ZITIERTER TEXT –
Die steile These: Wer ist schlimmer als RB Leipzig?

Die Anhänger des wahren™ Fußballs: Sie versuchen zu definieren, was gutes Fansein ausmacht, doch schaffen wertkonservativen Kitsch.

Der DFB-Pokal, ein goldener Pott, vor einer Menge an rot-weiß gekleideten Fußballfans

Die Fans von RB Leipzig feiern nach dem Sieg im Finale Foto: Lisi Niesner/reuters

Der Mai ist für Fußballfreunde der Monat der Entscheidungen. Dauernd letzte Spieltage, Finals, Relegationen, dauernd späte Tore, Glück, Entsetzen, Dramatik. Dafür lieben sie den Sport.

Für deutsche Fans hatte es in diesem Jahr die dritte Maiwoche besonders in sich. Zunächst am Mittwoch das Finale der Europa League. Die Vollendung eines Märchens. Eintracht Frankfurt, in den vergangenen Jahrzehnten öfters auch mal in der Zweiten Liga, schaffte es nach einem Ritt über den Kontinent tatsächlich, seine eigene Cinderella-Story zu krönen. Es war der Sieg des unberechenbaren Moments im Fußball. Geld schießt eben doch keine Tore.

Dann am Samstag das Finale des DFB-Pokals. Für viele die Vollendung eines Albtraums. Rasenballsport Leipzig gewann den ersten Titel in seiner gerade einmal 13-jährigen Vereinsgeschichte. Und das auch noch gegen den SC aus der Fahrradfahrer- und Backgammonspielerstadt Freiburg, einen der Everybody’s Darlings des deutschen Profifußballs, seit 118 Jahren titellos. Für viele Fans war der Sieg dieses „Konstrukts“, wie RB Leipzig immer wieder gern genannt wird, so was wie der Triumph von Voldemort, Darth Sidious und Putin zusammen. Geld schießt eben doch Tore, on the long run.

DATENZEILEN –
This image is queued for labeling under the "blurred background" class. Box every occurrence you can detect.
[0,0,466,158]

==

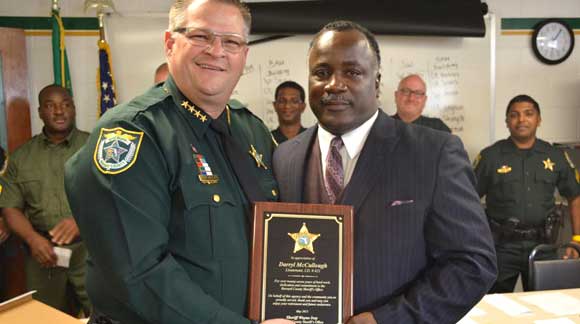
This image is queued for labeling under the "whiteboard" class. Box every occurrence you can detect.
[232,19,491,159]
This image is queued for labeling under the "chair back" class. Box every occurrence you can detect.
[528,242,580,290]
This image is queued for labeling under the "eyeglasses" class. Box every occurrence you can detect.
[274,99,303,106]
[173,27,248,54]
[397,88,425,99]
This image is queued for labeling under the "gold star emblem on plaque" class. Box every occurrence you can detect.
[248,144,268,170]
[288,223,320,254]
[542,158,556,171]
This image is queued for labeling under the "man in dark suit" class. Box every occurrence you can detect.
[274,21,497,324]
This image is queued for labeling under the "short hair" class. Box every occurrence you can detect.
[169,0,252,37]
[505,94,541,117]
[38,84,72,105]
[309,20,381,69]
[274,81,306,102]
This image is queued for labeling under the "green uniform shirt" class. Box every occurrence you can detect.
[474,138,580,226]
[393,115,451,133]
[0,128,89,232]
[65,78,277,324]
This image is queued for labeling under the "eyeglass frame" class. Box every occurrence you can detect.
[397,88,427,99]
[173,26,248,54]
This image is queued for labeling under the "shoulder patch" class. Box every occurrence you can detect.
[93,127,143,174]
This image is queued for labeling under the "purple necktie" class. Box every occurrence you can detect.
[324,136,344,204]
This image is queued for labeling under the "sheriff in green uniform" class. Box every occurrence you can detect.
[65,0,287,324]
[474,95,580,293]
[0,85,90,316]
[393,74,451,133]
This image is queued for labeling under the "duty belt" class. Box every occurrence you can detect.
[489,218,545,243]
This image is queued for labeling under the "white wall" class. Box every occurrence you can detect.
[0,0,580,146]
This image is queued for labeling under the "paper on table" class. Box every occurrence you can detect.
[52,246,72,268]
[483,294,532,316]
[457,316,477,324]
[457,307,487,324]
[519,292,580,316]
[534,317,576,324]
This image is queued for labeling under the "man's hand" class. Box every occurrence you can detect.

DEINE AUFGABE –
Setze den Text über RB Leipzig und die Anhänger des wahren Fußballs fort, und zwar im Anschluss an seinen letzten Satz.

LÖSUNG –
Schwarz und Weiß. Yin und Yang. Ähnlich eindeutig zweigeteilt war auch das öffentliche Echo. Viel Liebe für Eintracht Frankfurt, der Hessische Rundfunk schob gleich mal eine 42-minütige Jubeldoku mit dem komplett unironischen Namen „Eine Traumreise durch Europa“ ins Programm. Viel Häme gegenüber RB Leipzig, was sogar schon vor dem Finale losging. Von niemandem dazu gefragt, erklärte der Drittligist VfL Osnabrück (of all clubs!) seine Solidarität mit Freiburg im Endspiel.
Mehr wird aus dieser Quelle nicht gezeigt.